Texte fourni
☆ ☆ ☆ ☆ ☆
Politique

Toufik, Saïd et Tartag arrêtés : « La bande » frappée au cœur

Le général Toufik, Saïd Bouteflika et Bachir Tartag ont été arrêtés ce samedi 4 mai à Alger par la DGSI, la direction de la sécurité intérieure. L’arrestation des trois personnages clés du pouvoir de Bouteflika était dans l’air depuis la dénonciation publique par le chef d’état-major de l’armée de manœuvres de certaines parties visant à influer sur la transition politique en cours.

Dans une allocution prononcée le 16 avril à Ouargla, il a cité nommément le général Toufik. Tout en disant détenir des « preuves irréfutables sur ces faits abjects », Ahmed Gaïd-Salah avait lancé un « dernier avertissement » à celui qui a dirigé le DRS pendant 25 ans. « Dans le cas où il persiste dans ses agissements, des mesures légales fermes seront prises à son encontre », avait-il menacé.

Le 2 avril, l’ancien président de la République, Liamine Zeroual, avait révélé avoir été approché par le général Toufik pour diriger la période de transition, précisant que la proposition avait été faite suite à l’accord de Saïd Bouteflika. Le frère de l’ancien président sera enfoncé le 29 avril par un autre témoignage de Khaled Nezzar. L’ancien ministre de la Défense a révélé que Saïd Bouteflika lui avait fait part début mars de son intention de décréter l’état d’urgence ou l’état de siège pour réprimer les manifestations populaires contre le cinquième mandat qui avaient débuté le 22 février. Selon Nezzar, Saïd aurait même songé, fin mars, à limoger le chef d’état-major qui venait d’appeler à l’application de l’article 102 de la Constitution.

Quant au général Tartag, il a été cité dans des articles de presse comme ayant participé à ces conciliabules secrets, mais aucun témoignage ne l’a mis en cause directement.

Plusieurs hommes d’affaires et hauts responsables proches de l’ancien président ont été arrêtés ces dernières semaines ou convoqués par la justice, dont les frères Kouninef, Ali Haddad et l’ancien premier ministre Ahmed Ouyahia. Mais durant les marches hebdomadaires, les manifestants réclament l’arrestation de Saïd Bouteflika, considéré comme la tête pensante du cercle, dénoncé par le chef de l’armée comme étant une « bande ». Hier, de nombreuses pancartes, banderoles et slogans appelant à l’arrestation de Said Bouteflika ont été déployés et scandés lors des marches à travers tout le pays.
☆ ☆ ☆ ☆ ☆
Liste des tâches
1. Remplacez « Liamine Zeroual » par « Zeroual » dans le passage du texte fourni qui s'ouvre sur les mots « Le 2 avril, l’ancien » et se termine par « de la Constitution. », puis recopiez ce passage.
2. Réécrivez sous forme de liste le paragraphe du texte fourni qui commence par « Le 2 avril, l'ancien président », en gardant ses faits principaux.
Les entrées qui suivent n'ont rien à voir avec ce travail.
☆ ☆ ☆ ☆ ☆
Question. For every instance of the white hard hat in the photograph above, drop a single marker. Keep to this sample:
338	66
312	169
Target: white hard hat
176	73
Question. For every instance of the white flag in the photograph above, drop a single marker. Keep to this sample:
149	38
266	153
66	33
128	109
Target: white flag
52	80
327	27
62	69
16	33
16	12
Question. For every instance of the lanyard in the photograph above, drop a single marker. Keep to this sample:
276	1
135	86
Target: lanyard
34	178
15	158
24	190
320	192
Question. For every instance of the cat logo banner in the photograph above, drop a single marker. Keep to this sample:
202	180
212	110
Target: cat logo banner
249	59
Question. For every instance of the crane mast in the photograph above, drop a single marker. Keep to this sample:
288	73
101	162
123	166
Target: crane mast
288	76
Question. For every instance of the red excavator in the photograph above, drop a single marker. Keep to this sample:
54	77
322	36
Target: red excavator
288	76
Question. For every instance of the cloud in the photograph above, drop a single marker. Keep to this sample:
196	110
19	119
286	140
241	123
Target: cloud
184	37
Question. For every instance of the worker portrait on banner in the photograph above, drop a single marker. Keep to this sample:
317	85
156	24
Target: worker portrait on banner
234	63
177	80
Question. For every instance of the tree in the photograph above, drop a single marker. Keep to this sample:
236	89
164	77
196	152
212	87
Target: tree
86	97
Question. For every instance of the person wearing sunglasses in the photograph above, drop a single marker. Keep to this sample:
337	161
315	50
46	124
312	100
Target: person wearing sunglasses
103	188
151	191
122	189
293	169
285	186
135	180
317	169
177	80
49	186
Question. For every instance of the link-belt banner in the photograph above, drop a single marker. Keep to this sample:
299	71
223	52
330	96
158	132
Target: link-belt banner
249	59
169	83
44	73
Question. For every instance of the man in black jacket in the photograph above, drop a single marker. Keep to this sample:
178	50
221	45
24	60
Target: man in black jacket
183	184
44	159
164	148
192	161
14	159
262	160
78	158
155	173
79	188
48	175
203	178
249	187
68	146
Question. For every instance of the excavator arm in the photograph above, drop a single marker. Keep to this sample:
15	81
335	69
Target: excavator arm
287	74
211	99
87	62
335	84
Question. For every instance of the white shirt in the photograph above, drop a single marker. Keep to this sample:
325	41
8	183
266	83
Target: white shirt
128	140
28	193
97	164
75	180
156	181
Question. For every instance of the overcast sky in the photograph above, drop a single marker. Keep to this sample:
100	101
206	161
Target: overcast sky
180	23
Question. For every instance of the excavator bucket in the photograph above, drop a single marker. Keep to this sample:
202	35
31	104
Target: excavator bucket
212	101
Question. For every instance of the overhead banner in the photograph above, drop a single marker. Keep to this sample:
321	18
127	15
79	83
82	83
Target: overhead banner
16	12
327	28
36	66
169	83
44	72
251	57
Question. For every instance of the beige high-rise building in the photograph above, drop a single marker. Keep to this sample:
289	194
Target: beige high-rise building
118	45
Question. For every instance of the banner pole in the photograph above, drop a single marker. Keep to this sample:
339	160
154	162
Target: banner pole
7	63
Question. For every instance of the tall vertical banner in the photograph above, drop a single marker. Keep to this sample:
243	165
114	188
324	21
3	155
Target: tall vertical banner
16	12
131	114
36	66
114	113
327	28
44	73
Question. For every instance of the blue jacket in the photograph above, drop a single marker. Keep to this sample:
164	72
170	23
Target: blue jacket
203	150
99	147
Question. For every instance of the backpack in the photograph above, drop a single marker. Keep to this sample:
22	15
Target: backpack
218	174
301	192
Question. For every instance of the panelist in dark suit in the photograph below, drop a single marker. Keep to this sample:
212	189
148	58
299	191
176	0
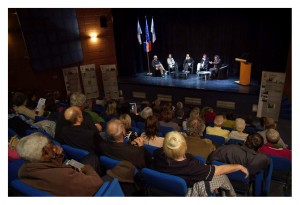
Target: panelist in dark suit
188	63
216	65
203	64
156	65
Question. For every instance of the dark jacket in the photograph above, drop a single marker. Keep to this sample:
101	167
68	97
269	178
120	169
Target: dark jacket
59	179
138	156
80	137
189	169
240	154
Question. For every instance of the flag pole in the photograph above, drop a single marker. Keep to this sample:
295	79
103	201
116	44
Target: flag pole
149	73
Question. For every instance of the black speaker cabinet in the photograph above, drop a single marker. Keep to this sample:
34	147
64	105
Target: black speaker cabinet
103	21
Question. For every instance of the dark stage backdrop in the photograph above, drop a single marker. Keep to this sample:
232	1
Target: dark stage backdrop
52	37
263	36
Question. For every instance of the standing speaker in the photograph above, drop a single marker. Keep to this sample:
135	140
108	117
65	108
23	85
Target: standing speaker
103	21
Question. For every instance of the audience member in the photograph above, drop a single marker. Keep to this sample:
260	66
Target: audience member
117	149
173	159
76	135
209	114
77	99
217	129
44	169
238	134
111	109
195	113
229	120
269	123
20	102
166	121
126	120
273	148
89	109
195	144
150	135
245	154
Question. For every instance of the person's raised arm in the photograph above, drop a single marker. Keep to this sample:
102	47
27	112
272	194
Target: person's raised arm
228	168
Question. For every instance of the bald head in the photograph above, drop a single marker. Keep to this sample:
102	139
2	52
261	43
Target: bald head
116	130
73	115
219	120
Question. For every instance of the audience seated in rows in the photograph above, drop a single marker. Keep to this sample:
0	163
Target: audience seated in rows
217	129
245	154
269	123
208	114
126	120
195	113
173	159
20	102
151	130
238	134
76	135
166	121
273	148
195	144
44	169
229	121
77	99
133	151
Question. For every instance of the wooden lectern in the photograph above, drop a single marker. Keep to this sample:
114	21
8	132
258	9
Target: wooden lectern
245	72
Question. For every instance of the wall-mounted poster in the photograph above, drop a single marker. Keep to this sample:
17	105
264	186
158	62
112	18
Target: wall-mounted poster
272	84
110	82
89	81
72	82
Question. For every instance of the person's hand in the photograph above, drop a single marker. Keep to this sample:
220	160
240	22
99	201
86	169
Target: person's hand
86	168
57	150
244	170
139	141
98	126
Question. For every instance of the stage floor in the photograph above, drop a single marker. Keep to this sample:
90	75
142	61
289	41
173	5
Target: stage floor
194	82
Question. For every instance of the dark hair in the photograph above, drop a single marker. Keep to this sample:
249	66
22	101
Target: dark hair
151	126
254	141
167	116
19	98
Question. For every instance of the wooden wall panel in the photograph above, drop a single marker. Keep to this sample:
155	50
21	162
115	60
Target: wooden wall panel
102	51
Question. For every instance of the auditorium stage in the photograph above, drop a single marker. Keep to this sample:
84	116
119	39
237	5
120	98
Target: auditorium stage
193	82
223	95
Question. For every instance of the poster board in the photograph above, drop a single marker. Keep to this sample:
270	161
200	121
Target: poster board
110	82
89	81
72	81
271	89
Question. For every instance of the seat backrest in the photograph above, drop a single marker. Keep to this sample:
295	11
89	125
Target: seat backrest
150	148
238	180
27	190
165	182
107	162
113	189
214	138
282	168
164	130
201	159
261	185
74	153
13	169
235	141
140	125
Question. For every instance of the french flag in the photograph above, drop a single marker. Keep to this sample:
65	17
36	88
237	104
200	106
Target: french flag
147	44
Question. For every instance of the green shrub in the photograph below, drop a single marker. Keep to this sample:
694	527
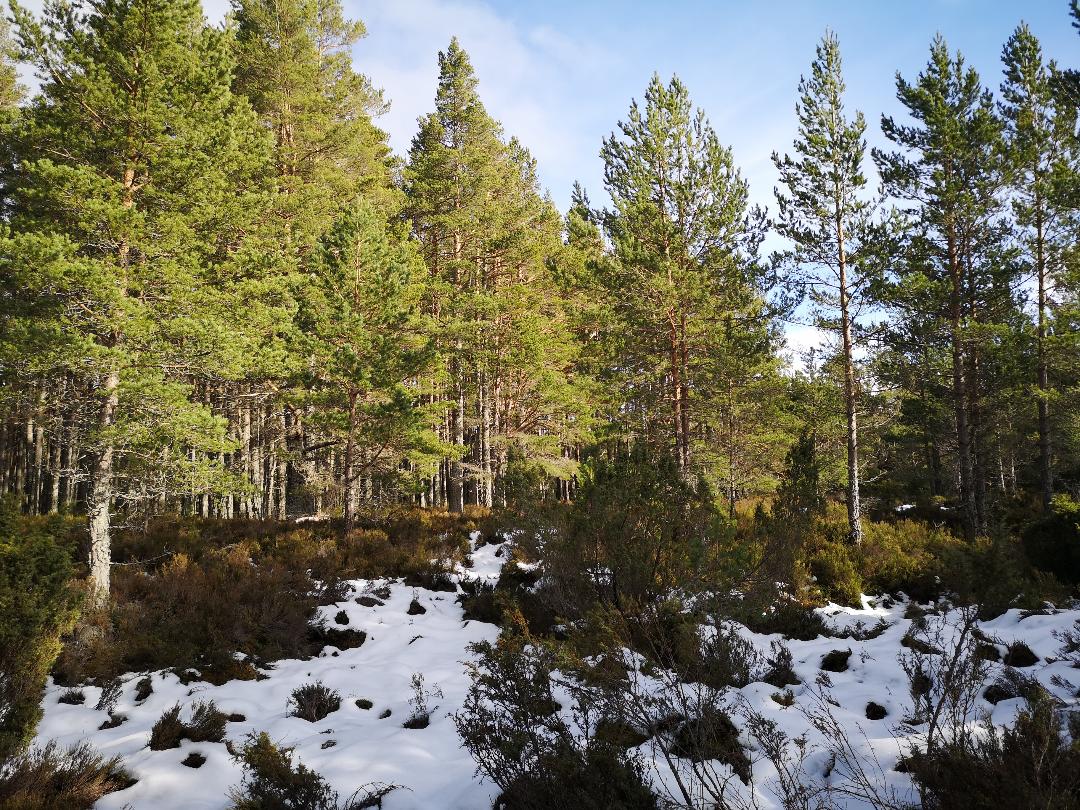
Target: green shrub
271	782
835	574
636	531
51	779
206	725
312	702
38	605
916	558
511	726
1052	543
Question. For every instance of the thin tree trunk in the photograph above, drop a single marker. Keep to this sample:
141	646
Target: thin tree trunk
99	496
347	495
1045	462
854	505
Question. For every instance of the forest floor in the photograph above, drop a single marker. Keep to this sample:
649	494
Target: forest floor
354	746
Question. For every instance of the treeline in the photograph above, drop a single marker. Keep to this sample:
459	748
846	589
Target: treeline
223	294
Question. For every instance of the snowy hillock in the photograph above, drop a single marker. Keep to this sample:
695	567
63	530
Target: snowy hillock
856	675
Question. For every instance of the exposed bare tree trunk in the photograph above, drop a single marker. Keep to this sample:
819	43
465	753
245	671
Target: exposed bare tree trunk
99	495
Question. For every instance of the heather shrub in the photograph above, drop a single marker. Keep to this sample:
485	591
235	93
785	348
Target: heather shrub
909	557
38	605
511	725
1052	542
198	615
271	781
1028	765
312	702
206	725
636	529
53	779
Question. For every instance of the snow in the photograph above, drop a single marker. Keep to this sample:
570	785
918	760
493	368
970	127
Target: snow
430	761
430	764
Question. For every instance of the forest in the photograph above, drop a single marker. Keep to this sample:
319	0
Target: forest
271	395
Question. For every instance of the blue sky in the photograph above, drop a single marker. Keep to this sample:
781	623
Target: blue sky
559	73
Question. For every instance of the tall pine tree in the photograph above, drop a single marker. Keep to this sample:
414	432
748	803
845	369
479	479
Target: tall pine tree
826	216
125	200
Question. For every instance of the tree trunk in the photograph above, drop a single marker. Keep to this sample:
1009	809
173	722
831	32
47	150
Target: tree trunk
960	389
854	505
347	494
1045	463
99	496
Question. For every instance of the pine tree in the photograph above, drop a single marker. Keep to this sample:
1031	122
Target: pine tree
125	201
832	225
950	169
486	234
1043	154
682	286
363	346
295	67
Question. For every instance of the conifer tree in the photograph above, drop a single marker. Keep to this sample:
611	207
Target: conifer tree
295	67
1040	127
363	346
486	233
124	201
683	286
949	167
826	216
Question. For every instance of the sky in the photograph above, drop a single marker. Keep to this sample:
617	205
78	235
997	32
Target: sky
559	75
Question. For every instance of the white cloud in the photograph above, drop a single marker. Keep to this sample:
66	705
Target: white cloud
537	81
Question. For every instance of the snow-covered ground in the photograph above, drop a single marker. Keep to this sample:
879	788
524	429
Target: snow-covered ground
430	764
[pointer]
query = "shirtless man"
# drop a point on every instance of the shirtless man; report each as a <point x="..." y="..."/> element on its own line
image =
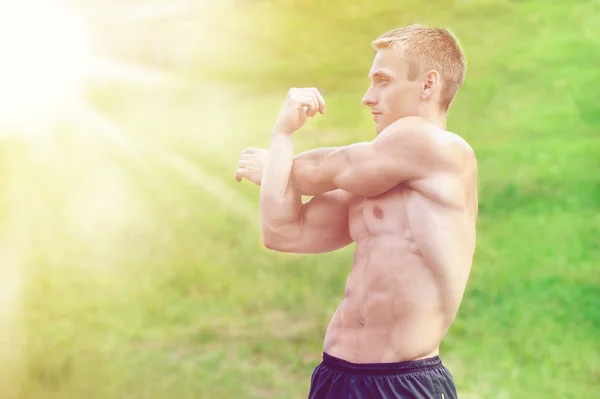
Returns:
<point x="408" y="199"/>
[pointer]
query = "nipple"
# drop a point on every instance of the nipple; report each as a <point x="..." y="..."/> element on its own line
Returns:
<point x="378" y="212"/>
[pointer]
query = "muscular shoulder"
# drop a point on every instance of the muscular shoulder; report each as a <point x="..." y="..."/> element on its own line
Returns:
<point x="434" y="147"/>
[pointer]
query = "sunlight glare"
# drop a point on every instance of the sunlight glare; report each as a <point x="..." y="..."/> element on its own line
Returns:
<point x="45" y="56"/>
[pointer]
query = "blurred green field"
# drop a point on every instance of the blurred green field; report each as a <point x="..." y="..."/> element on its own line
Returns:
<point x="131" y="260"/>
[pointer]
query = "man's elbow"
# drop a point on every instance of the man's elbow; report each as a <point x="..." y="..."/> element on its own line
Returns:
<point x="279" y="240"/>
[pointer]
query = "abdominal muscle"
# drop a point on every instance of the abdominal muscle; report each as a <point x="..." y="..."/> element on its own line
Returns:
<point x="392" y="308"/>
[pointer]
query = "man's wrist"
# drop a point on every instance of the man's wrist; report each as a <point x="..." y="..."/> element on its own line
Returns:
<point x="280" y="132"/>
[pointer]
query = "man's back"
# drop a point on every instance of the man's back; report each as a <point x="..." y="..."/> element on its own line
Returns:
<point x="414" y="248"/>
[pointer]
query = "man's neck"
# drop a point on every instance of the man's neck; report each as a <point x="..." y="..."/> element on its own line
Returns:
<point x="436" y="118"/>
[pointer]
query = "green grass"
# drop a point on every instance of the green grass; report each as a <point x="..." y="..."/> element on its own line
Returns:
<point x="143" y="276"/>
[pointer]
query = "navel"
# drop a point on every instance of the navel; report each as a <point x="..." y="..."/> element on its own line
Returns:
<point x="377" y="212"/>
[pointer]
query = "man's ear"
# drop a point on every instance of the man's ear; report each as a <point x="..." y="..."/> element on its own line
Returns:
<point x="431" y="84"/>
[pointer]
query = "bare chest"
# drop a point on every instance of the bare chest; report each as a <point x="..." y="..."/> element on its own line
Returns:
<point x="384" y="214"/>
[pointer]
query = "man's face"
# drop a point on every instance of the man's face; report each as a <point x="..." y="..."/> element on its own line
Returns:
<point x="391" y="95"/>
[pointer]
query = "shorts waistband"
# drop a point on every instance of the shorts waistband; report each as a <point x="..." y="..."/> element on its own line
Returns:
<point x="396" y="368"/>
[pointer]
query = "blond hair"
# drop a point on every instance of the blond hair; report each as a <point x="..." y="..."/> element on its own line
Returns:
<point x="425" y="49"/>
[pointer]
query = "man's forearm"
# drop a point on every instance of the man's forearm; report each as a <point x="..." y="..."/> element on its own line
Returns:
<point x="317" y="176"/>
<point x="280" y="201"/>
<point x="304" y="165"/>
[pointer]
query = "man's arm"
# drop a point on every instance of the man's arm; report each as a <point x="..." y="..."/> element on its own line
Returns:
<point x="288" y="225"/>
<point x="409" y="149"/>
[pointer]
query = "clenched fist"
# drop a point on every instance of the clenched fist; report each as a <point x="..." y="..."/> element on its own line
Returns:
<point x="251" y="165"/>
<point x="297" y="107"/>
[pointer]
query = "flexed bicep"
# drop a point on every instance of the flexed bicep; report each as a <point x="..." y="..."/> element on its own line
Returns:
<point x="323" y="226"/>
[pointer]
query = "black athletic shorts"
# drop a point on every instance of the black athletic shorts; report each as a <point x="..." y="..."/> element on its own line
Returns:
<point x="336" y="378"/>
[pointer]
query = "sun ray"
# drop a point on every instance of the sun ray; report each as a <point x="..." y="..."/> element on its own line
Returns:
<point x="175" y="161"/>
<point x="14" y="252"/>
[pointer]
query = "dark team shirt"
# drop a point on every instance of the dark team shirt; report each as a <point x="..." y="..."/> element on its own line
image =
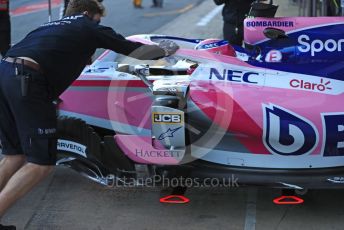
☆ ☆ ☆ ☆ ☆
Solutions
1.
Le 2 avril, l’ancien président de la République, Zeroual, avait révélé avoir été approché par le général Toufik pour diriger la période de transition, précisant que la proposition avait été faite suite à l’accord de Saïd Bouteflika. Le frère de l’ancien président sera enfoncé le 29 avril par un autre témoignage de Khaled Nezzar. L’ancien ministre de la Défense a révélé que Saïd Bouteflika lui avait fait part début mars de son intention de décréter l’état d’urgence ou l’état de siège pour réprimer les manifestations populaires contre le cinquième mandat qui avaient débuté le 22 février. Selon Nezzar, Saïd aurait même songé, fin mars, à limoger le chef d’état-major qui venait d’appeler à l’application de l’article 102 de la Constitution.

2.
- Le 2 avril, l'ancien président de la République Liamine Zeroual a révélé que le général Toufik lui avait proposé de diriger la période de transition, avec l'accord de Saïd Bouteflika.
- Le 29 avril, l'ancien ministre de la Défense Khaled Nezzar a apporté un autre témoignage contre Saïd Bouteflika.
- Selon Nezzar, Saïd Bouteflika lui avait dit début mars vouloir décréter l'état d'urgence ou l'état de siège pour réprimer les manifestations contre le cinquième mandat, commencées le 22 février.
- Toujours selon Nezzar, Saïd aurait pensé fin mars à limoger le chef d'état-major, qui venait d'appeler à appliquer l'article 102 de la Constitution.